» **Your assignment**
Your answer should consist of each line below that contains the string "draw".

Stored records
>>
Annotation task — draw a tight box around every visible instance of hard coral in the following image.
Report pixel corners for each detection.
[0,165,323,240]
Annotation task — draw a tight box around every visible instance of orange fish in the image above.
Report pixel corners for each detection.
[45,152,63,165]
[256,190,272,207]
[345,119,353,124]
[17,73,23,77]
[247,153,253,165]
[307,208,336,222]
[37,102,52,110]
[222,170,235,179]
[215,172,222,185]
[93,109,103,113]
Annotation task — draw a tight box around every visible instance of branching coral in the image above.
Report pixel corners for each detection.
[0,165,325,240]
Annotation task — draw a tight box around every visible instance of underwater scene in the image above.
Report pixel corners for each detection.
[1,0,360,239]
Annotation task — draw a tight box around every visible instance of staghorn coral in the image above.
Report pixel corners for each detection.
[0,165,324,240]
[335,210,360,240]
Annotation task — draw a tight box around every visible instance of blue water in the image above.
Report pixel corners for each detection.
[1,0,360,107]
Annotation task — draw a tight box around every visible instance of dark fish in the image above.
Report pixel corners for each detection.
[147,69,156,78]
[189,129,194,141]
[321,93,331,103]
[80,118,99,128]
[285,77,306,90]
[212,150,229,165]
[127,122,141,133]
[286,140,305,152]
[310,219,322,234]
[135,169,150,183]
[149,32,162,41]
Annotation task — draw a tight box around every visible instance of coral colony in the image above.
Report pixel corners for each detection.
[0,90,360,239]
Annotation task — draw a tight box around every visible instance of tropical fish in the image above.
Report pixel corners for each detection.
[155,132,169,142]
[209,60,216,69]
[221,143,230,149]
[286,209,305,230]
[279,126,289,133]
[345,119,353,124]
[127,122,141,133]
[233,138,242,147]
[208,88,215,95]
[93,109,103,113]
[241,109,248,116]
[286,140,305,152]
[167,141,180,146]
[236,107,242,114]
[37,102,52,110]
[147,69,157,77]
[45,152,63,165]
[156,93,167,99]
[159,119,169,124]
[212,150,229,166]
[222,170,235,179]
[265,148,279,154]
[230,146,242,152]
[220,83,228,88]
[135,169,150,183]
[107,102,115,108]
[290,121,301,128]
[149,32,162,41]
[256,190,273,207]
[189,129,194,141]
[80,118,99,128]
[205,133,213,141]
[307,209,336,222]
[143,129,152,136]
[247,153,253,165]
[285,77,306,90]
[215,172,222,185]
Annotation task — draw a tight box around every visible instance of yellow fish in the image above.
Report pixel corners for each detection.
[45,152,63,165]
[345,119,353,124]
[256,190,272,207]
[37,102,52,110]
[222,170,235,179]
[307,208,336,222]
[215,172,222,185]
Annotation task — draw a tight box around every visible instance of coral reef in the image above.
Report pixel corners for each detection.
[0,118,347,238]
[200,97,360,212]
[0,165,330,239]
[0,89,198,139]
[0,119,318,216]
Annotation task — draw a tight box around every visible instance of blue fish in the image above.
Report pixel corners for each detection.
<<
» **Reply to the exercise**
Annotation task — draw a tight box around every visible instance of hard coral in the following image.
Annotation task — draw a tight box around every visible instance of orange fish in the image above.
Annotation task — draw a tight box around every visible instance of branching coral in the image above.
Annotation task — draw a tight box around every visible instance of underwater scene in the image above.
Annotation task — draw a tight box around every visible instance of staghorn coral in the image above.
Annotation task — draw a tight box around every visible instance of blue water in the image above.
Annotation task — draw a tight box around every visible instance of dark fish in the image above.
Annotation task — draw a tight box around every visible instance of coral colony in the image above.
Annotation task — draw a tight box around every visible instance of tropical fish in the image above.
Annotation task — draw a tight box around every visible instance of yellow fish in the image above.
Annotation task — draw a tight box around every visible instance of coral reef in the image above.
Annotation task — draw a tight box around every visible instance of blue fish in the image above.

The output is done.